* [Your task]: Reproduce the part of the passage on healing moral injury starting at "There’s often a" and ending at "on the return.", word for word.

* [Page text]:
Community Involvement in Healing the Morally Injured

As an Army psychologist named John Rigg wisely said, “Medication doesn’t fix this stuff.”

https://www.theheraldtimes.com/moral-injury-why-it-matters-and-what-we-can-do/meeker/

There’s often a disconnect between those who go to foreign lands to prosecute their nation’s wars and the communities that send them, at least in the US. Not only are they disconnected when they send them, it’s especially acute on the return.

There are no rituals that take collective responsibility for the horrors of war. Instead they expect that veterans quietly suffer like World War I I veterans did. A little known fact is that at one point there were more psychiatric casualties coming home from World War II than new troops being sent over.

During World War II, 504,000 men were lost from America’s combat forces due to psychiatric collapse. (Grossman & Siddle, 2010, p. 442).

* [Supplied material]:

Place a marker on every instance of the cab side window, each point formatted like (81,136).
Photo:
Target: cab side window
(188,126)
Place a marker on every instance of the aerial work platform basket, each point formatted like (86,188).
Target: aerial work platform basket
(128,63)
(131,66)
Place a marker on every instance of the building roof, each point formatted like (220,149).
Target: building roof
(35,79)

==

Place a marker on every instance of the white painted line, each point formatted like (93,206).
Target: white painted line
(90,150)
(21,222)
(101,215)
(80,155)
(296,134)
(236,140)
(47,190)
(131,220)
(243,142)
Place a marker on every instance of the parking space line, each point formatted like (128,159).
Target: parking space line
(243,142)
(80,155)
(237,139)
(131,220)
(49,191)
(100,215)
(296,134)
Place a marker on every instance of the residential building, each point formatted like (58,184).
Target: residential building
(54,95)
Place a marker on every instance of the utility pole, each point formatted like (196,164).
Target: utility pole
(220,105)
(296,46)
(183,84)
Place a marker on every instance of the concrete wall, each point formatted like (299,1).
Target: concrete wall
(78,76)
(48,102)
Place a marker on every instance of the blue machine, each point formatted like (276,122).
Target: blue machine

* [Solution to this task]:
There’s often a disconnect between those who go to foreign lands to prosecute their nation’s wars and the communities that send them, at least in the US. Not only are they disconnected when they send them, it’s especially acute on the return.